== Segment start ==

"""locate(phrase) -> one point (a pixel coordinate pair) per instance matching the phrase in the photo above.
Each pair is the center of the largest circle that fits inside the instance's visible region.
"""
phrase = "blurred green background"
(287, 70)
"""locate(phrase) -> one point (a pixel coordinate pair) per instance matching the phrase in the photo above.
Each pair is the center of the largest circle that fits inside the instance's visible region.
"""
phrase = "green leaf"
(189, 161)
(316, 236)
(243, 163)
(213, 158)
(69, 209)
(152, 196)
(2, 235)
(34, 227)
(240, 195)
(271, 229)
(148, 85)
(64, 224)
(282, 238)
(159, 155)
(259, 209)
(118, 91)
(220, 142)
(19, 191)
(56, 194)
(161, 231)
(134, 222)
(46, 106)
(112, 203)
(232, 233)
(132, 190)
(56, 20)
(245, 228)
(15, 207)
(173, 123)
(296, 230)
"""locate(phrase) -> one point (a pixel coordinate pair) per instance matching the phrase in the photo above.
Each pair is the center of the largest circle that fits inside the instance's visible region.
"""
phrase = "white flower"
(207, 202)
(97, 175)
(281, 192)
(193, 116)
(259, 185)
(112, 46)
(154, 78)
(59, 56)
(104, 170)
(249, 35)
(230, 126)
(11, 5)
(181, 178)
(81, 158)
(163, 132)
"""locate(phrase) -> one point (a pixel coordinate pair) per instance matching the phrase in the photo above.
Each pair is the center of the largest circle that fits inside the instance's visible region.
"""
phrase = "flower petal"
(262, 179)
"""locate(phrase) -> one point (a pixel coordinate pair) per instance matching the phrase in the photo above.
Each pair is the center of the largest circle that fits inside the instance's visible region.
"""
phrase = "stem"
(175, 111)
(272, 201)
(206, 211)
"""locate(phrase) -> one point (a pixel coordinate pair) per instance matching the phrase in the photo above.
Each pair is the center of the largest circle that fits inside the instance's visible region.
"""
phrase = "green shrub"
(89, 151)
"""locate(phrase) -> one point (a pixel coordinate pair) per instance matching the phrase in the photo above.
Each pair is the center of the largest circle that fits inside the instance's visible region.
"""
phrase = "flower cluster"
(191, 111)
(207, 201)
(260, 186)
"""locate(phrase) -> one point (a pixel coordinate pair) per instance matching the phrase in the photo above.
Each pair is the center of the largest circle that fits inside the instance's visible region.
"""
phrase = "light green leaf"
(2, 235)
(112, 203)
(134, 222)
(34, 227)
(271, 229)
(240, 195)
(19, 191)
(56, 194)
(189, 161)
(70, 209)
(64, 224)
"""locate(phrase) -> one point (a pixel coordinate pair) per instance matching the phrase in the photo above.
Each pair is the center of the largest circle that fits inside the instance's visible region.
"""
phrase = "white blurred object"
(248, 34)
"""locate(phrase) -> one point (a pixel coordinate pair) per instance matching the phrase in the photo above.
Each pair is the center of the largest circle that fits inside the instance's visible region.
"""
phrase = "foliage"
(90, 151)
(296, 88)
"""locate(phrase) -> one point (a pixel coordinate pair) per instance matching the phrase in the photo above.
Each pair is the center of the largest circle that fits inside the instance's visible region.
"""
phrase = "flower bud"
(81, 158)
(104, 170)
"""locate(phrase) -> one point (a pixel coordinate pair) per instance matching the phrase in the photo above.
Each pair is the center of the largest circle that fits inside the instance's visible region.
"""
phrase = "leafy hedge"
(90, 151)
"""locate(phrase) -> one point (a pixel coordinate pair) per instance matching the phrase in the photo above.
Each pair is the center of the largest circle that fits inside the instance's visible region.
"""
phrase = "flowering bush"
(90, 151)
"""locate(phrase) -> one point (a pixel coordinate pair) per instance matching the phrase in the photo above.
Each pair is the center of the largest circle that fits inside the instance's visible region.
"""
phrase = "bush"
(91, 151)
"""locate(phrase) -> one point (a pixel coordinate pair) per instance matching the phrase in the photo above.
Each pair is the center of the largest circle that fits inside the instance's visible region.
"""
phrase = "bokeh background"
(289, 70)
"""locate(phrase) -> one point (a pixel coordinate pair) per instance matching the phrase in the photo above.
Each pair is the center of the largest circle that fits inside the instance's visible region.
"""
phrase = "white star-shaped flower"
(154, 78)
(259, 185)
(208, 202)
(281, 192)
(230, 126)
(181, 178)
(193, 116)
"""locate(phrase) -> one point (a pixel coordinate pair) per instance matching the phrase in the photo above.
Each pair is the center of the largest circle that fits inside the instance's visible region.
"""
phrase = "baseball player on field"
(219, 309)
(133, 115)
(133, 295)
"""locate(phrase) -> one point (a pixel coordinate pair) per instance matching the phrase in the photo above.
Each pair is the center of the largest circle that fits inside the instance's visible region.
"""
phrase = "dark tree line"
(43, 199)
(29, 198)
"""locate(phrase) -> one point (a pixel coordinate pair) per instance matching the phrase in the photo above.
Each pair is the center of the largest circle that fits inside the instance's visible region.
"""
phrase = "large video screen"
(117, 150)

== Segment end ==

Output the complete set of records word for word.

== Task solution ==
"""locate(phrase) -> one point (a pixel coordinate pair) per instance matching the phrase in the photo above.
Each pair is the center of the largest circle that fits inside the instance's visible region.
"""
phrase = "blurred green background"
(287, 70)
"""locate(phrase) -> one point (a pixel coordinate pair) per instance matching the phrase in the photo above.
Each pair is the center of the largest circle that fits inside the instance's visible region.
"""
phrase = "green leaf"
(189, 161)
(316, 236)
(243, 163)
(213, 158)
(69, 209)
(152, 196)
(2, 235)
(34, 227)
(240, 195)
(271, 229)
(148, 85)
(64, 224)
(282, 238)
(159, 155)
(259, 209)
(118, 91)
(220, 142)
(19, 191)
(56, 194)
(161, 231)
(134, 222)
(46, 106)
(112, 203)
(232, 233)
(132, 190)
(56, 20)
(245, 228)
(15, 207)
(173, 123)
(296, 230)
"""locate(phrase) -> one point (a pixel coordinate pair) per instance matching the phrase in the photo above.
Each pair is the center of the largest circle that fits inside the instance's visible region.
"""
phrase = "white flower"
(207, 202)
(97, 175)
(281, 192)
(193, 116)
(259, 185)
(112, 46)
(154, 78)
(59, 56)
(104, 170)
(249, 35)
(230, 126)
(11, 5)
(181, 178)
(81, 158)
(163, 132)
"""locate(phrase) -> one point (a pixel coordinate pair) per instance matching the phrase in the photo above.
Each pair is the center of the largest circle that fits inside the instance's visible region.
"""
phrase = "flower petal"
(262, 179)
"""locate(phrase) -> one point (a pixel coordinate pair) per instance matching the phrase in the photo above.
Each pair is the center of the largest circle that fits inside the instance's visible region.
"""
phrase = "stem"
(175, 111)
(272, 201)
(206, 211)
"""locate(phrase) -> one point (a pixel coordinate pair) per instance matching the phrase in the photo above.
Each pair is the center of the largest circle that fits inside the instance's visible region.
"""
phrase = "green shrub"
(89, 151)
"""locate(phrase) -> one point (a pixel coordinate pair) per instance matching the phrase in the photo above.
Each pair is the center of the largest circle that fits inside the instance's visible region.
"""
phrase = "flower cluster"
(191, 111)
(207, 201)
(260, 186)
"""locate(phrase) -> one point (a pixel coordinate pair) per instance matching the phrase in the photo above.
Each pair is the center of the largest circle that fits inside the instance's visible region.
"""
phrase = "light green leaf"
(2, 235)
(112, 203)
(134, 222)
(34, 227)
(271, 229)
(240, 195)
(19, 191)
(56, 194)
(189, 161)
(70, 209)
(64, 224)
"""locate(phrase) -> one point (a pixel coordinate pair) per instance matching the phrase in the photo above.
Each pair is the center of the largest circle that fits inside the instance's visible region.
"""
phrase = "white blurred object"
(248, 34)
"""locate(phrase) -> one point (a pixel coordinate pair) per instance matching the phrase in the photo above.
Each pair is the center of the largest circle that fits inside the instance's visible region.
"""
phrase = "foliage"
(90, 151)
(296, 88)
"""locate(phrase) -> one point (a pixel coordinate pair) per instance matching the phrase in the photo above.
Each pair is the center of the largest circle that fits inside the instance's visible region.
"""
phrase = "flower bud"
(81, 158)
(104, 170)
"""locate(phrase) -> one point (a pixel coordinate pair) per instance matching the phrase in the photo above.
Each pair is the center of the largest circle that fits inside the instance's visible region.
"""
phrase = "leafy hedge"
(90, 151)
"""locate(phrase) -> one point (a pixel coordinate pair) per instance matching the phrase in the photo above.
Each pair is the center of the largest circle that fits inside the instance's visible region.
"""
phrase = "flowering bush"
(90, 151)
"""locate(phrase) -> one point (a pixel coordinate pair) per instance matching the phrase in the photo above.
Each pair is the center of the largest circle that fits inside the instance's visible region.
"""
phrase = "bush"
(91, 151)
"""locate(phrase) -> one point (a pixel coordinate pair) per instance matching the phrase in the photo above.
Each pair is the center of the largest circle that fits inside the instance's visible region.
"""
phrase = "bokeh background"
(289, 70)
"""locate(phrase) -> one point (a pixel coordinate pair) per instance matching the phrase in the photo above.
Each pair is the center of the largest circle that fits inside the instance's visible region.
"""
phrase = "white star-shaped flower"
(154, 78)
(259, 185)
(208, 202)
(281, 192)
(230, 126)
(181, 178)
(193, 116)
"""locate(phrase) -> one point (a pixel coordinate pair) per instance matching the phrase in the photo above.
Each pair is the center of the largest circle that fits inside the instance's visible region.
"""
phrase = "baseball player on field"
(219, 309)
(133, 115)
(133, 295)
"""locate(phrase) -> one point (a pixel coordinate pair) per instance matching the phrase in the photo above.
Each pair is the center of the largest circle that fits inside the instance's visible region.
"""
phrase = "dark tree line"
(43, 199)
(29, 198)
"""locate(phrase) -> one point (a pixel coordinate pair) per instance matching the phrase in the photo above.
Each pair is the center of the largest circle that fits inside the instance's visible region.
"""
phrase = "large video screen"
(117, 150)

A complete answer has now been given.